DIRECTIONS FOR THIS TASK: Pick up the passage on the history of the Star newspaper and continue it from its final sentence.

PAGE EXCERPT:
+--

Tate sold the paper within a year to William Wallach (1812-1871), an aggressive Texan who worked hard to build up the business, moving its office to the southwest corner of 11th and Pennsylvania in 1854. Wallach hired a promising young reporter, Crosby S. Noyes (1825-1908), in 1853, and Noyes quickly became the Star's star. One of his many assignments was to report on the hanging of John Brown at Harper's Ferry, WV, in 1859, which he did in flowery, dramatic prose. The Star maintained an anti-slavery stance in those days and, once the Civil War began, was decidedly pro-Union, despite the strong Southern sentiments then common in Washington.
The paper grew in prestige during the war years, aided by its exclusive connections with an early incarnation of the Associated Press. Through the AP, the Star's vivid coverage of the war's impact on Washington was relayed across the country. The New York Times often reprinted war reports from the pages of the Star, and the paper's prestige increased. Supposedly, as soon as Abraham Lincoln finished delivering his second inaugural address, he handed the text to Crosby Noyes so that it could be printed in the Star.
In 1867, Wallach retired and the paper was bought by Noyes and four other investors: Samuel H. Kauffmann (1829-1906), Alexander "Boss" Shepherd (1835-1902), Clarence D. Baker, and George W. Adams. Shepherd, who would become governor of D.C. in 1873, sold his share of the enterprise within a few years, as did Baker, and Adams remained a behind-the-scenes investor. That left Noyes and Kauffmann to establish a family dynasty that would preside over the Star for another 100 years. Noyes exercised editorial control, while Kauffmann served as publisher and handled the business side.
In 1881, the Star was forced to move from its quarters on the south side of Pennsylvania Avenue to make way for construction of the grand Post Office Department building, so well-known now for its iconic clock tower. Kauffmann and Noyes decided to move directly across the street to a narrow, four-story building on the northwest corner of 11th and Pennsylvania. The paper was steadily growing during these years, and the new building was almost immediately too small. The company gradually acquired adjacent properties on Pennsylvania and 11th until it had a large enough plot to build a monumental skyscraper of a building.

+--

RECORD EXCERPTS:
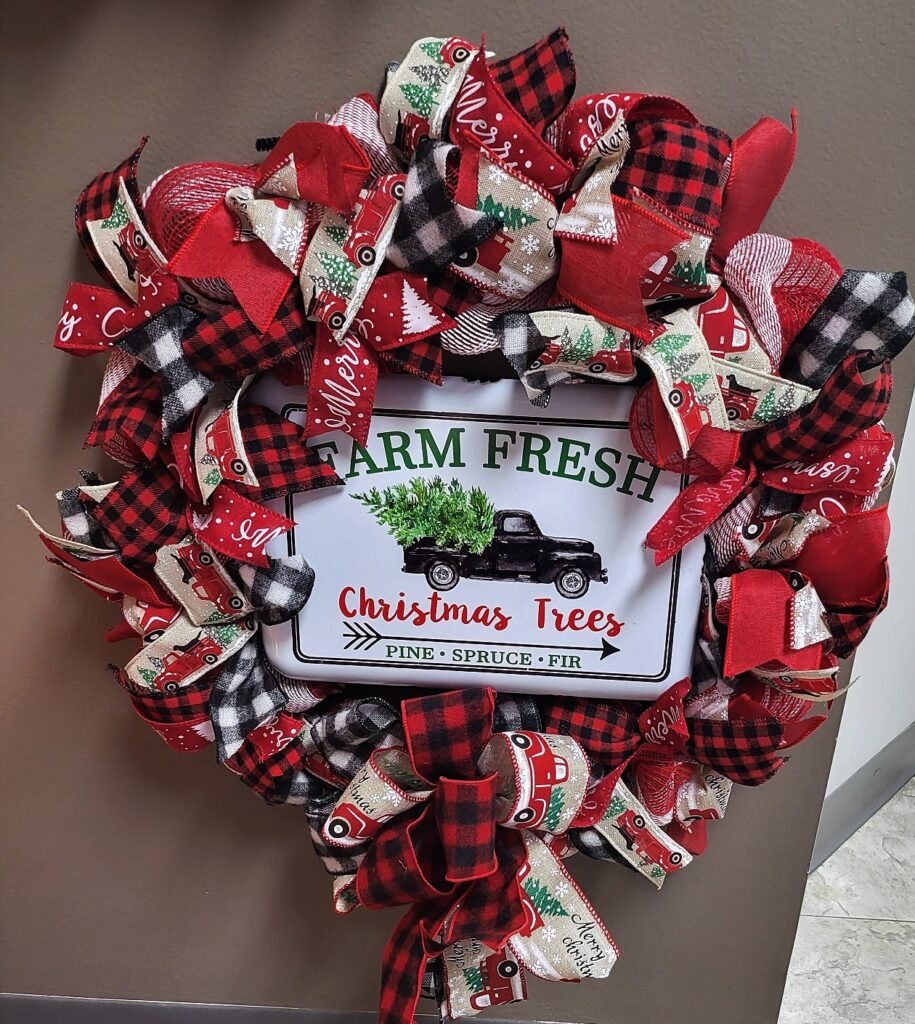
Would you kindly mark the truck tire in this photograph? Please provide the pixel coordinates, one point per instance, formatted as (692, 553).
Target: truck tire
(442, 574)
(571, 582)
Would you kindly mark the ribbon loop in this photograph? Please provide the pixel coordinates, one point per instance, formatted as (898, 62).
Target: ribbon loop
(465, 810)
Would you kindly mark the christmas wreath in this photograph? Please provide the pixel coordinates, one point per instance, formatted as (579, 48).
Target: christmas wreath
(477, 206)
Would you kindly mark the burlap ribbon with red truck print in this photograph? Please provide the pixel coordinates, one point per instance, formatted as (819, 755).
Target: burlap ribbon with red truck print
(460, 822)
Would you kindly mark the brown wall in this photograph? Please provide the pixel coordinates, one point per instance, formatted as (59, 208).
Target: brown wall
(132, 871)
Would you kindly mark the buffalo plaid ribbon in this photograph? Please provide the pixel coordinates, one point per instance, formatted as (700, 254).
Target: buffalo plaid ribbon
(539, 81)
(611, 734)
(157, 343)
(844, 407)
(187, 704)
(128, 425)
(745, 752)
(76, 521)
(447, 857)
(97, 202)
(227, 345)
(347, 731)
(279, 777)
(422, 358)
(607, 729)
(865, 311)
(432, 228)
(244, 696)
(277, 592)
(680, 165)
(180, 718)
(280, 460)
(850, 626)
(142, 512)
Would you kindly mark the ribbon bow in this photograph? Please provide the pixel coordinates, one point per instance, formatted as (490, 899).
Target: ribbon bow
(432, 812)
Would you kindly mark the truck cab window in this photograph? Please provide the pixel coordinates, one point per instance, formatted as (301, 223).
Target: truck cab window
(518, 524)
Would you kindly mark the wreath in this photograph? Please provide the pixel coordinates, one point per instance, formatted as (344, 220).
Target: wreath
(481, 207)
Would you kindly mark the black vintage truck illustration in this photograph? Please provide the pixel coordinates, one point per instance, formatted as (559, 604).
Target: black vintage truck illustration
(518, 551)
(448, 531)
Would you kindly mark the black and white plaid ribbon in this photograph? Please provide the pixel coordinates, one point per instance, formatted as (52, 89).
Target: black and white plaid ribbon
(353, 727)
(244, 696)
(158, 345)
(432, 228)
(77, 522)
(866, 311)
(278, 592)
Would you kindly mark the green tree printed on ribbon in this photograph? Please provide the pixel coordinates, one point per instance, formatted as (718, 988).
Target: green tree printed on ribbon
(578, 350)
(616, 807)
(474, 979)
(610, 342)
(554, 811)
(513, 217)
(337, 232)
(692, 273)
(223, 634)
(432, 49)
(697, 380)
(421, 97)
(766, 409)
(669, 344)
(148, 676)
(432, 75)
(341, 273)
(118, 217)
(446, 513)
(547, 904)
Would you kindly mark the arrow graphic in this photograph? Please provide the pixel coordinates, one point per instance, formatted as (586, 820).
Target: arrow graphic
(363, 636)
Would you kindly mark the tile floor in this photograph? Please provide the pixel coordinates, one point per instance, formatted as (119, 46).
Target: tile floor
(854, 960)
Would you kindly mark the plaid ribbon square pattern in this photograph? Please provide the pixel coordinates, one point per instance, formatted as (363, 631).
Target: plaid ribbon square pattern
(681, 166)
(97, 202)
(244, 696)
(539, 81)
(432, 228)
(278, 592)
(280, 460)
(158, 345)
(227, 346)
(128, 425)
(846, 406)
(745, 752)
(143, 512)
(865, 311)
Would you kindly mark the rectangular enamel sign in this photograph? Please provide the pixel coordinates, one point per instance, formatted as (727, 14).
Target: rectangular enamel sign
(563, 599)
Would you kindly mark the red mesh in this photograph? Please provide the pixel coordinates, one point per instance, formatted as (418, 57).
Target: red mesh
(177, 200)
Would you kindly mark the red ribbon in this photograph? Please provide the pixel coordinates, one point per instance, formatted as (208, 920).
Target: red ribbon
(447, 859)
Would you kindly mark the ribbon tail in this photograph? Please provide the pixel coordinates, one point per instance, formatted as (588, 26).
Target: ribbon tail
(403, 964)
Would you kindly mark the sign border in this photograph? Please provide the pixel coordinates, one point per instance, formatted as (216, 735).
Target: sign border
(304, 658)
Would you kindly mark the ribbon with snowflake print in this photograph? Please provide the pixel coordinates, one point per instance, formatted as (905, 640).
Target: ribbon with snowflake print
(474, 205)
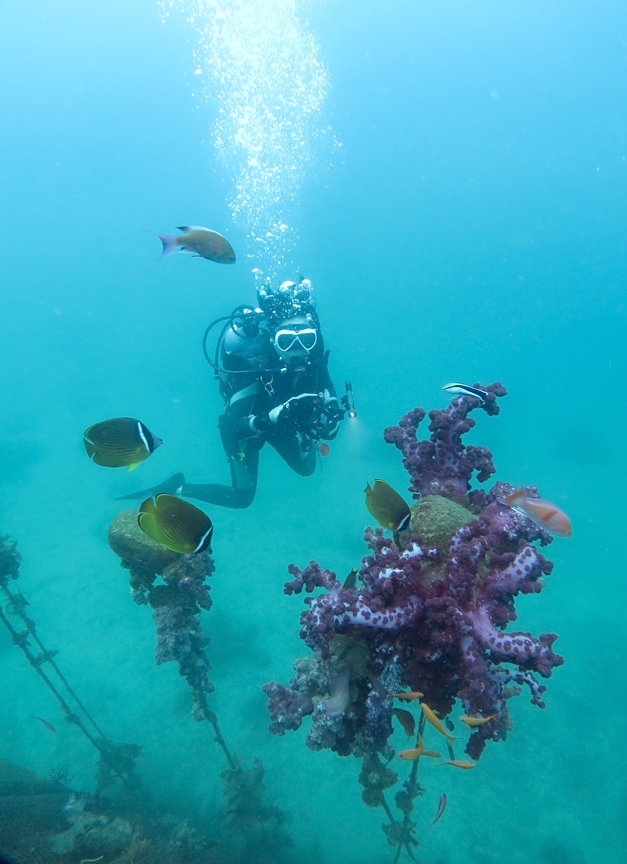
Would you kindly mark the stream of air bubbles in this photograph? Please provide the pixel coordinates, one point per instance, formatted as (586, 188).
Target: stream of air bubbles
(258, 66)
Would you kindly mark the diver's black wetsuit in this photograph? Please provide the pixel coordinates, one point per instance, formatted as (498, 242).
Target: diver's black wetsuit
(248, 400)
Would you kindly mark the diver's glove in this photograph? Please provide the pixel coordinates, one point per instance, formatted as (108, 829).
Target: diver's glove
(331, 416)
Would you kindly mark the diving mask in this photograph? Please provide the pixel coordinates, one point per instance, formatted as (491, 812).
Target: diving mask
(295, 340)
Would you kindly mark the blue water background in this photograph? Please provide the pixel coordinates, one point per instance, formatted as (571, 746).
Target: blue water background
(472, 227)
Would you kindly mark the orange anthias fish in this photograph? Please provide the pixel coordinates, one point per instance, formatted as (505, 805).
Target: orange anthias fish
(416, 753)
(203, 242)
(441, 809)
(542, 512)
(477, 721)
(410, 696)
(431, 718)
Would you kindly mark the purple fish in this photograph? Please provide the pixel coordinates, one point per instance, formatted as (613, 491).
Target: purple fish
(45, 723)
(204, 242)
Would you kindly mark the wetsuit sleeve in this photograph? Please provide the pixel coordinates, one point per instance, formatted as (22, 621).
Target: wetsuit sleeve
(235, 422)
(325, 377)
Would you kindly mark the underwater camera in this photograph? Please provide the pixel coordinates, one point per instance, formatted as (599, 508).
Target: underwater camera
(348, 400)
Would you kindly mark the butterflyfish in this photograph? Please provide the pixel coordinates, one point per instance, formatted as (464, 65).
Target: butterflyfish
(120, 442)
(406, 720)
(466, 390)
(415, 753)
(441, 809)
(410, 696)
(386, 506)
(203, 242)
(542, 512)
(477, 721)
(176, 524)
(431, 718)
(351, 579)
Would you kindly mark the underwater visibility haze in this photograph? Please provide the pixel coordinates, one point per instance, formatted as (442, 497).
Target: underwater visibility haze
(440, 191)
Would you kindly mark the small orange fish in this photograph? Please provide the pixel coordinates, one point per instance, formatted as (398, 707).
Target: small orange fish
(410, 696)
(441, 809)
(431, 718)
(406, 720)
(542, 512)
(459, 763)
(477, 721)
(412, 755)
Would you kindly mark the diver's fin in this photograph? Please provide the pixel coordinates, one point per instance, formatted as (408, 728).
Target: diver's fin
(171, 486)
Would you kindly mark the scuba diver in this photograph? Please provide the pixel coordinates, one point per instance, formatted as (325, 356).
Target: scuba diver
(273, 375)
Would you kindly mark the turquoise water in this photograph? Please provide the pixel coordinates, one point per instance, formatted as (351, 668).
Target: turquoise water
(458, 203)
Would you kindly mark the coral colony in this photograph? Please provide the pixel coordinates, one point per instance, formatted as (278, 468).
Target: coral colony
(430, 615)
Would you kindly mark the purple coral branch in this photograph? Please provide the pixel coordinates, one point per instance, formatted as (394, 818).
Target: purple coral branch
(443, 464)
(431, 619)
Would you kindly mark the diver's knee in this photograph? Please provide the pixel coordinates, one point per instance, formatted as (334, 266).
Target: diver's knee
(243, 498)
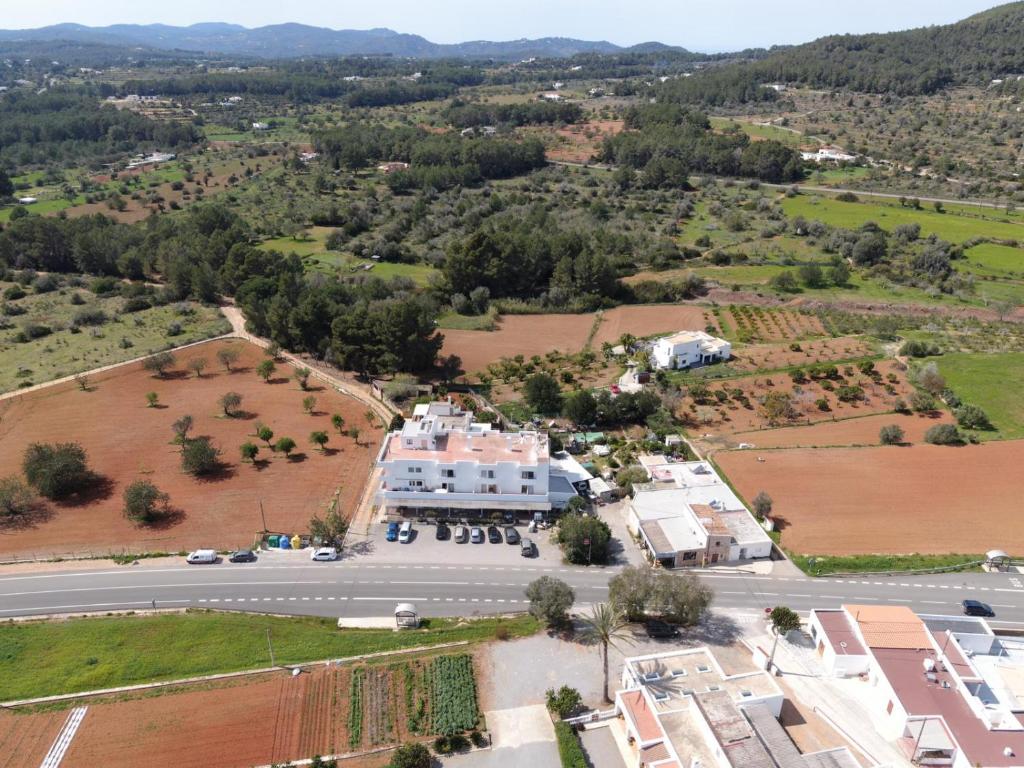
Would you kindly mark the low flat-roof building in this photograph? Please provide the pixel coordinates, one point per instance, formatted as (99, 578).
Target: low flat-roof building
(688, 517)
(681, 709)
(952, 690)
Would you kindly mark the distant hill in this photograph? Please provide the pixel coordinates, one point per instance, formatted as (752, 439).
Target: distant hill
(972, 51)
(292, 40)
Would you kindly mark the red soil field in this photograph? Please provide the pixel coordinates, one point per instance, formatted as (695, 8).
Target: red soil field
(125, 440)
(647, 320)
(767, 356)
(25, 738)
(889, 500)
(731, 418)
(860, 431)
(536, 334)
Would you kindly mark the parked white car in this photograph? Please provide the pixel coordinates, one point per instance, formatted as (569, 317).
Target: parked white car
(406, 532)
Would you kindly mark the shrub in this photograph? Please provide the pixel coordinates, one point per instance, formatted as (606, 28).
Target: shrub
(564, 702)
(943, 434)
(972, 417)
(199, 457)
(891, 434)
(56, 470)
(144, 502)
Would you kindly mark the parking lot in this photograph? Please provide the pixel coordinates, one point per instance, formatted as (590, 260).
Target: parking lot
(425, 548)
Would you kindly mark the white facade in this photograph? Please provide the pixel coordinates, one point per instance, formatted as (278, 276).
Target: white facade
(688, 348)
(442, 460)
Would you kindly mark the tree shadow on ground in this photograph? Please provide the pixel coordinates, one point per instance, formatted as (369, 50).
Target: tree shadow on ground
(97, 489)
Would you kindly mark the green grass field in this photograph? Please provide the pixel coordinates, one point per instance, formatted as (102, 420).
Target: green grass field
(121, 338)
(42, 658)
(954, 225)
(992, 382)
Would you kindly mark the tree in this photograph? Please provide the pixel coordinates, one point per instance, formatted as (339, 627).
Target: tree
(15, 498)
(411, 756)
(199, 457)
(265, 369)
(972, 417)
(330, 529)
(249, 452)
(631, 590)
(159, 363)
(580, 408)
(783, 621)
(56, 470)
(762, 505)
(198, 366)
(144, 503)
(891, 434)
(227, 357)
(550, 600)
(680, 597)
(930, 379)
(943, 434)
(606, 625)
(584, 540)
(543, 394)
(229, 402)
(565, 701)
(265, 434)
(181, 427)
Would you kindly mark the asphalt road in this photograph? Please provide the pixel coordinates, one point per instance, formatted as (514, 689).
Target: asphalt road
(357, 589)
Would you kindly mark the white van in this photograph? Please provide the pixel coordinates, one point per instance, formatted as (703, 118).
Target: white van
(406, 532)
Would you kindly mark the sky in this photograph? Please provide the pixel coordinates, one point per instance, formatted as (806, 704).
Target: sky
(698, 25)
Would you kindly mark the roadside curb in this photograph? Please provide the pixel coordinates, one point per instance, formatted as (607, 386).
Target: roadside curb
(227, 675)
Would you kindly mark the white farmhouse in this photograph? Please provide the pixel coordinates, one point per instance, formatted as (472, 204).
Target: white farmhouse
(688, 348)
(442, 461)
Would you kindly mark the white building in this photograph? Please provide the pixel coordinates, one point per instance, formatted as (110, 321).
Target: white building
(442, 461)
(688, 517)
(946, 689)
(688, 348)
(681, 710)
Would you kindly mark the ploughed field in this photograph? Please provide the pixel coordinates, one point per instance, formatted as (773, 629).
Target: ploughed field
(888, 500)
(271, 718)
(126, 440)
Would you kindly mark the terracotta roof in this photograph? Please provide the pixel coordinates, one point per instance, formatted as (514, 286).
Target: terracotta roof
(642, 716)
(890, 627)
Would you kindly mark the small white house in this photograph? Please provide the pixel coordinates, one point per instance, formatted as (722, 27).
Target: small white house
(688, 348)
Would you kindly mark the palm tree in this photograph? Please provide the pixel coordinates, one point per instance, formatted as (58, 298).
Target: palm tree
(606, 625)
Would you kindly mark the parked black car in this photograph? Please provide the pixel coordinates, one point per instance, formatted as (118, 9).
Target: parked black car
(658, 629)
(977, 608)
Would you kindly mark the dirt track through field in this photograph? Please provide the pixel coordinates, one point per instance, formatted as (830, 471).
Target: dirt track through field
(889, 500)
(125, 440)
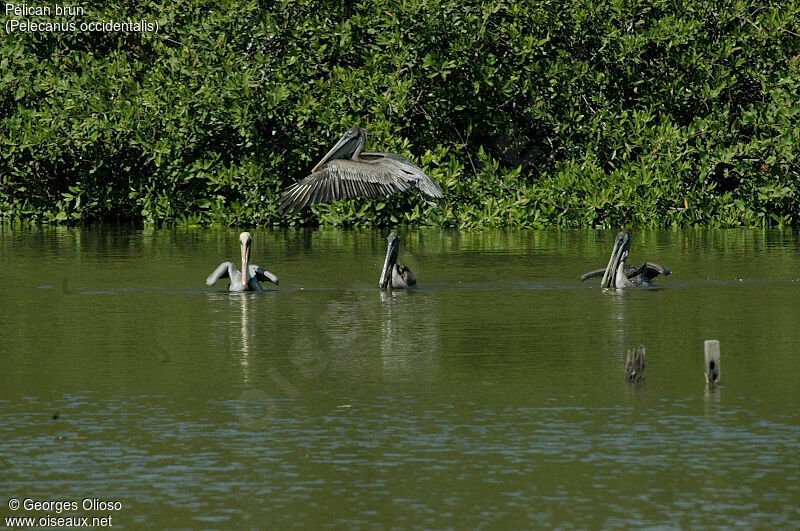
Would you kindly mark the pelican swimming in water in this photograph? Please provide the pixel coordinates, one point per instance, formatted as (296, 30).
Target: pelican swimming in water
(253, 275)
(393, 275)
(618, 274)
(362, 175)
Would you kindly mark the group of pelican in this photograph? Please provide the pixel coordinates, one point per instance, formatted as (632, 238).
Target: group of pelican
(393, 275)
(616, 275)
(367, 174)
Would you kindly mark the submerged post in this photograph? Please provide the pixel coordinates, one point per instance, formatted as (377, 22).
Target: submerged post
(712, 362)
(635, 366)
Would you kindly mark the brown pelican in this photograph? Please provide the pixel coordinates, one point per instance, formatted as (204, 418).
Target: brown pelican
(393, 274)
(363, 175)
(618, 274)
(253, 275)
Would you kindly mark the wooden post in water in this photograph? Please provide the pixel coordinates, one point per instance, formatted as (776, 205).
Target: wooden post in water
(712, 362)
(634, 365)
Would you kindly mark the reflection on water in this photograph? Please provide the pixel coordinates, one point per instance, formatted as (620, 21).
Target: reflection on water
(493, 395)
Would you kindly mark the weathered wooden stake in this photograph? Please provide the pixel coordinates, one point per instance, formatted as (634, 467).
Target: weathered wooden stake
(712, 362)
(634, 365)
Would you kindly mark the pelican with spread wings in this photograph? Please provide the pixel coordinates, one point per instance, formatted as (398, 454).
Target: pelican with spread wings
(364, 174)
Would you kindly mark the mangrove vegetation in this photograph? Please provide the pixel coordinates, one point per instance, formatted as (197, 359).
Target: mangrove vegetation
(572, 113)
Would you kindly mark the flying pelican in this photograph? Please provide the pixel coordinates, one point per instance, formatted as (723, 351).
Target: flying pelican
(393, 274)
(618, 274)
(253, 277)
(363, 175)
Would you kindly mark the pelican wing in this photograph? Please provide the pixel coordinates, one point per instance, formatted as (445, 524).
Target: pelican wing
(262, 274)
(344, 178)
(225, 270)
(649, 270)
(591, 274)
(410, 172)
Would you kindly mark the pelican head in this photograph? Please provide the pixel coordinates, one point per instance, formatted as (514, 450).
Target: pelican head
(354, 138)
(391, 259)
(622, 246)
(245, 240)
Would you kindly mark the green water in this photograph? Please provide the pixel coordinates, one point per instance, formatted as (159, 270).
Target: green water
(492, 396)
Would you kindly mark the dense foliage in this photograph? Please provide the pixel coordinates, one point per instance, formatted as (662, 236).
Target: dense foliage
(529, 114)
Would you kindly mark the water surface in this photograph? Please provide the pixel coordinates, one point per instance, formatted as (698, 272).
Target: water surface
(492, 396)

+--

EXPECTED ANSWER:
The project began in 1897 with many of the leading architects of the day participating in a competition to design the Star's new home. James G. Hill, architect of such prominent buildings as the Bureau of Engraving and Printing and the Stoneleigh Court Apartments, submitted a proposal, as did the firm of Hornblower & Marshall, designers of the Smithsonian's Natural History Building, and Glenn Brown (1854-1932), an influential secretary of the American Institute of Architects and author of the landmark History of the United States Capitol. The winner, however, was William J. Marsh (1864-1926). Marsh had just started an independent practice with Walter G. Peter (1868-1945), whom he had met while they were both working at Hornblower & Marshall. Marsh may have had the inside track on this competition since he had previously designed homes for Crosby Noyes and two of his sons.
Marsh designed an ostentatious, marble-faced office tower in the then-fashionable Beaux-Arts style. The shining white structure was a powerful statement of the Star's position of power and pre-eminence. In comparison, the Washington Post's smaller grey-granite building up the street, done in the Romanesque-Revival style, looked out-of-date. A postcard of the new building unabashedly proclaims, "The Evening Star Building of white marble is the most beautiful newspaper building in the world."
The building was completed and opened for business in June 1900. As described in great detail in the rival Washington Times, its interior held many wonders. Inside the Pennsylvania Avenue entrance, one passed through a marble-clad lobby to the richly-decorated business office. The walls were clad in exquisite white Paonazzo marble from the famous Carrara quarries of Italy and carved into elegant Renaissance Revival arches and pilasters. Frederick Dielman (1847-1935), a celebrated painter who had recently produced murals for the new Library of Congress building, was commissioned to prepare seven great allegorical paintings of the newspaper industry for the lunettes in the upper portions of the walls. The effect was of being in a Renaissance church or grand library rather than the business office of a newspaper.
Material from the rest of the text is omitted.